**課題 1:**
山口研一郎の著作を読んだ抜粋について、次の問いに答えなさい。
(a) 冊子「高次脳」は何号から何号までが読まれたか。
(b) 「生命 inochi 人体リサイクル時代を迎えて」はどこで買われたか。
(c) 神戸修の四十八願訳の第一願で、「地獄」に当てられている語は何か。
**課題 2:** 山口研一郎の著作を読んだ抜粋の続きを、最後の文の後から書き進めなさい。
───── 抜粋 ─────
高次脳機能障害に長く取り組んでいる医者のひとりに山口研一郎がいる。彼の編集した冊子「高次脳」の9号から12号を読んでみたが、話は生命35億年の歴史から、諸外国における高次脳機能障害への取り組み、自身の取り組みなど多岐にわたり、まあまあおもしろかった。
さて次に同じく山口研一郎編著「生命 inochi 人体リサイクル時代を迎えて」を読み始めた。緑風出版から出ている2400円もする本だが、山口の診療所の待合室で買った。というのも、その最後に載っている、神戸修という真宗本願寺派僧侶の論文「いのちの否定 宗教による戦争と差別の正当化」のテーマが、私の書いた「魂の螺旋ダンス」と深くかぶっていたからだ。
神戸の四十八願訳は、ちょっとイケテル。第一願はこうだ。
「たとえ私が個人的に苦悩の解決法に目覚めることがあったとしても、私と共に暮らす浄土の人々の中に殺戮(地獄)、欠乏(餓鬼)、恐怖支配(畜生)などのあるようでは、本当の目覚めとするわけにはいかない」
───── 参照データ ─────
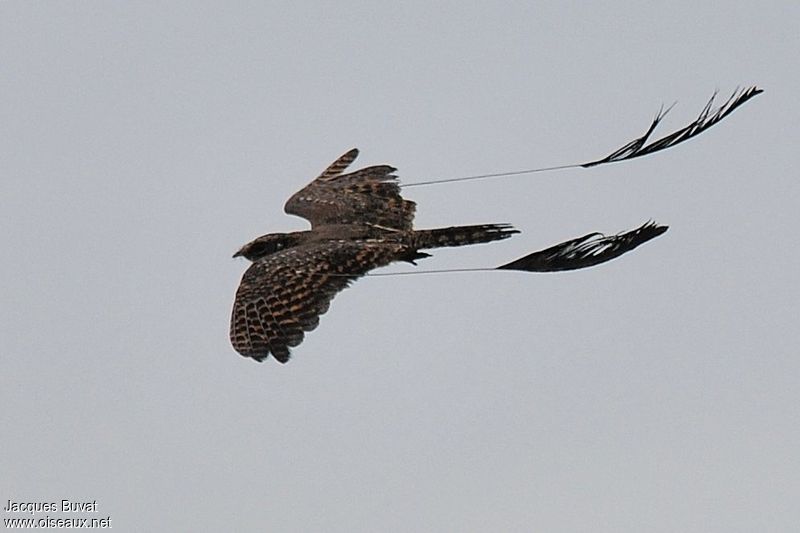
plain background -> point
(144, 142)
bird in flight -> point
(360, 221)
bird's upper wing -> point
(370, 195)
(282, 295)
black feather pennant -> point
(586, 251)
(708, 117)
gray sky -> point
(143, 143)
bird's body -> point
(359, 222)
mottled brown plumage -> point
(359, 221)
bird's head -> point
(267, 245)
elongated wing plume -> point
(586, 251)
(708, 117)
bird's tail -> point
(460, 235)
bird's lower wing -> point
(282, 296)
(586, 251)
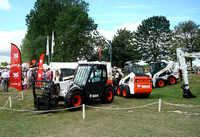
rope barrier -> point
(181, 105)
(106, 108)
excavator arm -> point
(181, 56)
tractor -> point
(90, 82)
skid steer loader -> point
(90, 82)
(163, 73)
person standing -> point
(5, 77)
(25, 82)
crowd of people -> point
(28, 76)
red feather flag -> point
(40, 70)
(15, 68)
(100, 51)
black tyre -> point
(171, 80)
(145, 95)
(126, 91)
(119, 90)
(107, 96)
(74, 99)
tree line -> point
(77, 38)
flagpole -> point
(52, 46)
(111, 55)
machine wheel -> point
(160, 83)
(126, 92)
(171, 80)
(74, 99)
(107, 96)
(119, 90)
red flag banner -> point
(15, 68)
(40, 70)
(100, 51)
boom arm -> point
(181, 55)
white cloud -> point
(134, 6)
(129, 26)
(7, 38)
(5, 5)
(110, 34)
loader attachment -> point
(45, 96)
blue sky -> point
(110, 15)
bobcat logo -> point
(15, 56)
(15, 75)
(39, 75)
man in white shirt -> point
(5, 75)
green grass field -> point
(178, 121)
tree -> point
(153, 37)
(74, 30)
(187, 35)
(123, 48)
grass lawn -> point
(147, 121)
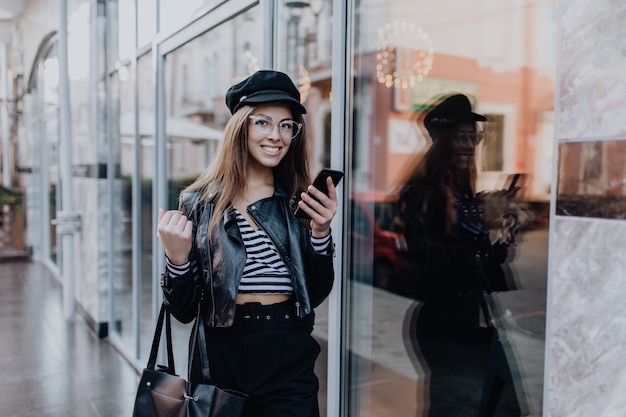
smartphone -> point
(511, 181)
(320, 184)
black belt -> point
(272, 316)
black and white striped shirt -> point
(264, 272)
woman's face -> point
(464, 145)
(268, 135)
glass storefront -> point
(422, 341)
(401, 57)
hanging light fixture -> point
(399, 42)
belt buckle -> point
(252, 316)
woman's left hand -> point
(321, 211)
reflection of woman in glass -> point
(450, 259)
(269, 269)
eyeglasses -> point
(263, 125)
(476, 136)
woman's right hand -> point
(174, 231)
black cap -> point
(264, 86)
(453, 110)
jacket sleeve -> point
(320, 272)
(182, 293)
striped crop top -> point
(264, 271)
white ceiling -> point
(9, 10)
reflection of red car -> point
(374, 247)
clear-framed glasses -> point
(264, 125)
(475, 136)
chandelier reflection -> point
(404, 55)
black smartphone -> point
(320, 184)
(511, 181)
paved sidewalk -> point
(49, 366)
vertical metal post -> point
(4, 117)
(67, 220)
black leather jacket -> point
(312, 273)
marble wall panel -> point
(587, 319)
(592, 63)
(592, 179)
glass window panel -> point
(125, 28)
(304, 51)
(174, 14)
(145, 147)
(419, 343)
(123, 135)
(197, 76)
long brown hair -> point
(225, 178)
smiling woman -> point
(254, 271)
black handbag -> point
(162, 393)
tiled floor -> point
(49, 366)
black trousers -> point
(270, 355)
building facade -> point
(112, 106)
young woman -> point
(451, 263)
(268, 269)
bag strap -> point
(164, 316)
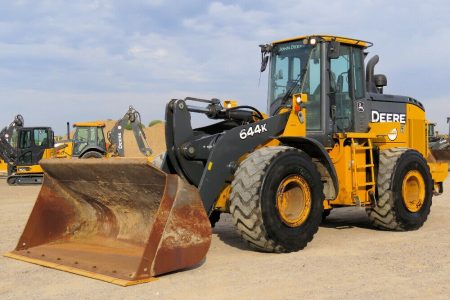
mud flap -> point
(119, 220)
─────
**解答 1:**
(a) 9号から12号まで。
(b) 山口の診療所の待合室。
(c) 殺戮。

**解答 2:**
次に山口自身による「おわりに」を読んだ。ここには主に澤潟久敬(おもだかひさゆき)の「医学概論」(誠信書房)という膨大な書籍の概略が紹介されていた。1941年から68年までに大阪大学医学部で行われた講義の記録らしいが、その第一部は戦時中でもあり発禁になったそうである。彼は哲学部の教授なのだが、この講座を医学部で行った。かなりおもしろそうな本なのだが、特に感心したのは、「健康とは何か」ということに社会的健康までが含まれて考えられていて、「労働」あるいは「社会生活」肉体的社会的に支障なく営めること、また精神的健康も含まれていて「人間関係の構築と維持」が強調されている点である。そのためには「生活水準の向上」「労働条件の改良」「社会情勢の安定化」が不可欠とされ、結果「医学は政治学」と結論づけられている。
こんなことを戦争中から考えていた人がいて、その著書を発禁にされたりしていたというのは、大変興味深い。
もとより、僕は高次脳機能障害のリハビリのために山口クリニックを訪れたのだが、寄り道が正道に繋がっていることはよくあることである。